## BRANO SELEZIONATO
C’è anche un altro aspetto. Siamo una fase in cui, dal punto di vista demografico, le donne del baby boom stanno uscendo dalla fascia 50-69 ed entrando in quella 50-74. Inoltre, stiamo concludendo le raccomandazioni del panel nazionale delle linee guida italiane, basate su quelle europee, dove già da un paio di anni è presente la raccomandazione proprio sull’estensione dello screening alle fasce 45-49 e 70-74 anni».
Serve un aggiornamento dell’attuale programma?
A chi obietta che l’adesione allo screening è bassa, si risponde spesso che il programma non è cambiato da 50 anni. Servirebbe un sistema di prenotazione più snello, non le lettere cartacee, un accesso facilitato ai referti e alle immagini. Anche condividere digitalmente i dati, rendere disponibili le mammografie nel fascicolo sanitario vorrebbe dire risparmiare e semplificare e ridurre.

## DA SVOLGERE
Elenca tutte le fasce d'età indicate nel brano sullo screening.

## ESTRATTI DELLE RIGHE
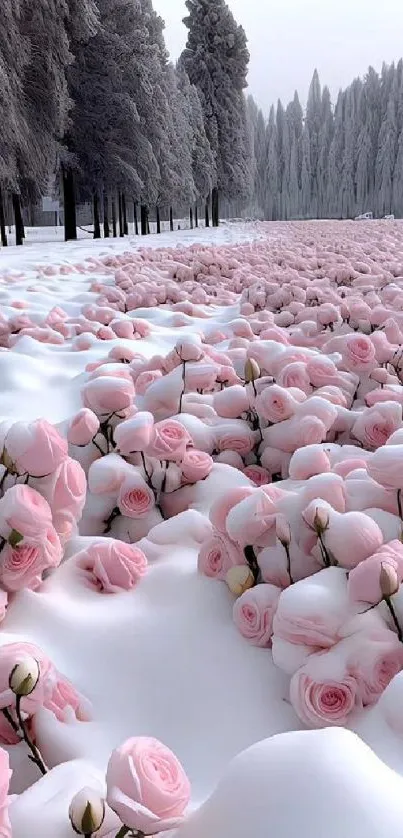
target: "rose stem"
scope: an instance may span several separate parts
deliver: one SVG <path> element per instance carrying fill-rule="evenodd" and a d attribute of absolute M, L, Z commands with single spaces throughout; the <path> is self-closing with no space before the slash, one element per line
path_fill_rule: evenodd
<path fill-rule="evenodd" d="M 284 547 L 284 550 L 285 550 L 285 553 L 286 553 L 286 556 L 287 556 L 287 573 L 288 573 L 288 575 L 289 575 L 289 577 L 290 577 L 290 583 L 291 583 L 291 585 L 293 585 L 293 584 L 294 584 L 294 580 L 293 580 L 293 578 L 292 578 L 292 576 L 291 576 L 291 556 L 290 556 L 290 547 L 289 547 L 289 544 L 283 544 L 283 547 Z"/>
<path fill-rule="evenodd" d="M 146 458 L 145 458 L 145 456 L 144 456 L 144 452 L 143 452 L 143 451 L 140 451 L 140 456 L 141 456 L 141 462 L 143 463 L 144 474 L 145 474 L 145 476 L 146 476 L 146 480 L 147 480 L 148 486 L 150 487 L 150 489 L 151 489 L 151 491 L 152 491 L 152 493 L 153 493 L 153 495 L 154 495 L 154 498 L 155 498 L 155 506 L 157 507 L 158 511 L 159 511 L 159 512 L 160 512 L 160 514 L 161 514 L 161 517 L 162 517 L 162 518 L 164 519 L 164 521 L 165 521 L 165 520 L 166 520 L 166 518 L 165 518 L 165 515 L 164 515 L 164 513 L 163 513 L 163 511 L 162 511 L 161 504 L 160 504 L 160 503 L 159 503 L 159 501 L 158 501 L 158 498 L 157 498 L 157 492 L 156 492 L 156 490 L 155 490 L 155 488 L 154 488 L 154 486 L 153 486 L 153 483 L 152 483 L 152 480 L 151 480 L 151 475 L 150 475 L 150 472 L 149 472 L 149 471 L 148 471 L 148 469 L 147 469 Z"/>
<path fill-rule="evenodd" d="M 259 579 L 259 565 L 257 563 L 256 553 L 251 544 L 248 544 L 244 549 L 244 556 L 247 561 L 248 567 L 253 573 L 253 578 L 255 582 Z"/>
<path fill-rule="evenodd" d="M 396 627 L 397 636 L 398 636 L 400 642 L 403 643 L 403 633 L 402 633 L 402 630 L 400 628 L 399 620 L 397 619 L 397 616 L 396 616 L 396 611 L 395 611 L 395 609 L 392 605 L 391 598 L 387 596 L 387 597 L 384 597 L 384 599 L 385 599 L 386 605 L 388 606 L 389 611 L 392 615 L 392 620 L 393 620 L 393 622 L 395 624 L 395 627 Z"/>
<path fill-rule="evenodd" d="M 186 361 L 183 361 L 182 364 L 182 381 L 183 381 L 183 390 L 181 392 L 181 396 L 179 399 L 179 413 L 182 413 L 182 399 L 185 395 L 186 390 Z"/>
<path fill-rule="evenodd" d="M 22 698 L 22 696 L 17 695 L 17 700 L 16 700 L 16 703 L 15 703 L 15 711 L 17 713 L 17 719 L 18 719 L 18 722 L 19 722 L 19 725 L 20 725 L 20 728 L 21 728 L 22 738 L 23 738 L 24 742 L 28 745 L 29 750 L 31 751 L 32 761 L 38 766 L 38 768 L 39 768 L 39 770 L 41 771 L 42 774 L 47 774 L 48 769 L 46 768 L 46 765 L 42 760 L 42 757 L 41 757 L 41 755 L 38 751 L 38 748 L 36 747 L 36 745 L 34 745 L 33 742 L 31 742 L 31 740 L 28 736 L 28 733 L 26 731 L 25 722 L 24 722 L 24 719 L 22 718 L 22 715 L 21 715 L 21 698 Z"/>
<path fill-rule="evenodd" d="M 105 527 L 106 527 L 104 535 L 106 535 L 106 533 L 111 531 L 112 524 L 113 524 L 115 518 L 118 518 L 119 515 L 120 515 L 120 509 L 119 509 L 119 507 L 115 506 L 115 508 L 112 509 L 112 512 L 111 512 L 109 518 L 107 518 L 107 520 L 104 521 L 104 524 L 105 524 Z"/>
<path fill-rule="evenodd" d="M 7 479 L 8 475 L 9 475 L 9 470 L 8 470 L 8 468 L 6 468 L 5 471 L 4 471 L 3 477 L 0 480 L 0 492 L 3 490 L 3 486 L 4 486 L 4 483 L 6 482 L 6 479 Z"/>

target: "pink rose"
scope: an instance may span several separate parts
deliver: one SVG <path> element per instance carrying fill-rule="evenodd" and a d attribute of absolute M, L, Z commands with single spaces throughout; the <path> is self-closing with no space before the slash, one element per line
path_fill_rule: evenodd
<path fill-rule="evenodd" d="M 43 572 L 58 567 L 62 556 L 53 526 L 36 537 L 24 538 L 16 547 L 6 544 L 1 552 L 1 584 L 11 593 L 23 588 L 35 590 L 42 582 Z"/>
<path fill-rule="evenodd" d="M 119 489 L 117 505 L 127 518 L 145 518 L 154 509 L 154 492 L 142 475 L 133 471 Z"/>
<path fill-rule="evenodd" d="M 385 489 L 403 489 L 403 445 L 378 448 L 367 469 L 369 476 Z"/>
<path fill-rule="evenodd" d="M 198 569 L 212 579 L 225 579 L 230 567 L 246 564 L 239 547 L 215 530 L 199 551 Z"/>
<path fill-rule="evenodd" d="M 348 671 L 358 684 L 363 705 L 375 704 L 403 669 L 403 646 L 387 628 L 359 632 L 350 640 L 353 648 L 347 658 Z"/>
<path fill-rule="evenodd" d="M 259 416 L 268 422 L 283 422 L 290 419 L 298 407 L 298 402 L 284 388 L 273 384 L 266 387 L 256 399 Z"/>
<path fill-rule="evenodd" d="M 45 698 L 44 707 L 50 710 L 59 722 L 65 721 L 66 710 L 68 708 L 74 711 L 74 715 L 78 721 L 90 721 L 92 713 L 89 701 L 80 695 L 73 684 L 63 675 L 60 675 L 60 673 L 55 673 L 55 679 L 56 683 L 51 695 Z"/>
<path fill-rule="evenodd" d="M 147 456 L 157 460 L 183 459 L 185 451 L 192 443 L 192 438 L 186 428 L 174 419 L 156 422 L 152 429 L 150 444 L 147 446 Z"/>
<path fill-rule="evenodd" d="M 237 419 L 249 410 L 250 398 L 245 387 L 236 384 L 214 394 L 213 407 L 218 416 L 224 419 Z"/>
<path fill-rule="evenodd" d="M 234 623 L 252 646 L 270 646 L 280 594 L 280 588 L 274 585 L 256 585 L 234 603 Z"/>
<path fill-rule="evenodd" d="M 374 345 L 366 335 L 347 335 L 341 354 L 349 372 L 371 372 L 377 365 Z"/>
<path fill-rule="evenodd" d="M 133 403 L 134 384 L 127 378 L 105 376 L 89 381 L 83 390 L 85 407 L 97 416 L 119 414 Z"/>
<path fill-rule="evenodd" d="M 131 591 L 147 571 L 147 559 L 142 550 L 115 539 L 91 544 L 80 553 L 77 565 L 105 594 Z"/>
<path fill-rule="evenodd" d="M 92 410 L 83 407 L 71 420 L 67 431 L 67 439 L 70 445 L 89 445 L 98 431 L 98 416 Z"/>
<path fill-rule="evenodd" d="M 184 482 L 197 483 L 198 480 L 205 480 L 209 476 L 214 462 L 204 451 L 189 448 L 185 451 L 180 465 Z"/>
<path fill-rule="evenodd" d="M 7 454 L 19 474 L 44 477 L 66 459 L 67 441 L 46 419 L 16 422 L 6 436 Z"/>
<path fill-rule="evenodd" d="M 21 700 L 21 709 L 32 716 L 52 694 L 56 683 L 55 668 L 49 658 L 33 643 L 7 643 L 0 647 L 0 708 L 14 707 L 15 695 L 9 686 L 12 670 L 27 657 L 33 657 L 39 665 L 39 679 L 30 695 Z"/>
<path fill-rule="evenodd" d="M 326 657 L 326 654 L 323 655 Z M 290 700 L 298 718 L 311 728 L 345 727 L 360 706 L 358 684 L 342 672 L 334 677 L 316 672 L 318 656 L 312 655 L 291 678 Z"/>
<path fill-rule="evenodd" d="M 37 537 L 52 526 L 52 511 L 42 495 L 21 483 L 0 499 L 0 534 L 8 539 L 12 530 L 27 538 Z"/>
<path fill-rule="evenodd" d="M 114 431 L 120 453 L 127 457 L 136 451 L 144 451 L 150 444 L 153 425 L 154 417 L 146 411 L 140 411 L 132 419 L 121 422 Z"/>
<path fill-rule="evenodd" d="M 129 829 L 154 835 L 178 827 L 190 799 L 189 780 L 175 755 L 141 736 L 113 751 L 107 802 Z"/>
<path fill-rule="evenodd" d="M 50 501 L 54 515 L 69 513 L 75 521 L 81 518 L 87 493 L 84 469 L 71 457 L 59 466 L 53 498 Z"/>
<path fill-rule="evenodd" d="M 248 477 L 249 480 L 254 483 L 255 486 L 267 486 L 268 483 L 271 483 L 271 476 L 267 469 L 262 468 L 262 466 L 246 466 L 243 469 L 243 473 L 245 477 Z"/>
<path fill-rule="evenodd" d="M 348 578 L 348 593 L 352 602 L 367 602 L 378 605 L 383 599 L 380 586 L 380 573 L 383 566 L 391 567 L 396 573 L 397 582 L 403 582 L 403 544 L 390 541 L 354 567 Z"/>
<path fill-rule="evenodd" d="M 138 396 L 144 396 L 144 393 L 154 381 L 162 378 L 161 370 L 145 370 L 141 372 L 136 379 L 136 393 Z"/>
<path fill-rule="evenodd" d="M 275 503 L 264 489 L 255 489 L 230 510 L 227 533 L 242 549 L 249 544 L 269 547 L 275 543 L 276 512 Z"/>
<path fill-rule="evenodd" d="M 11 823 L 8 815 L 9 807 L 9 786 L 12 775 L 7 751 L 0 748 L 0 835 L 2 838 L 11 838 Z"/>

## RISPOSTA
- 50-69
- 50-74
- 45-49
- 70-74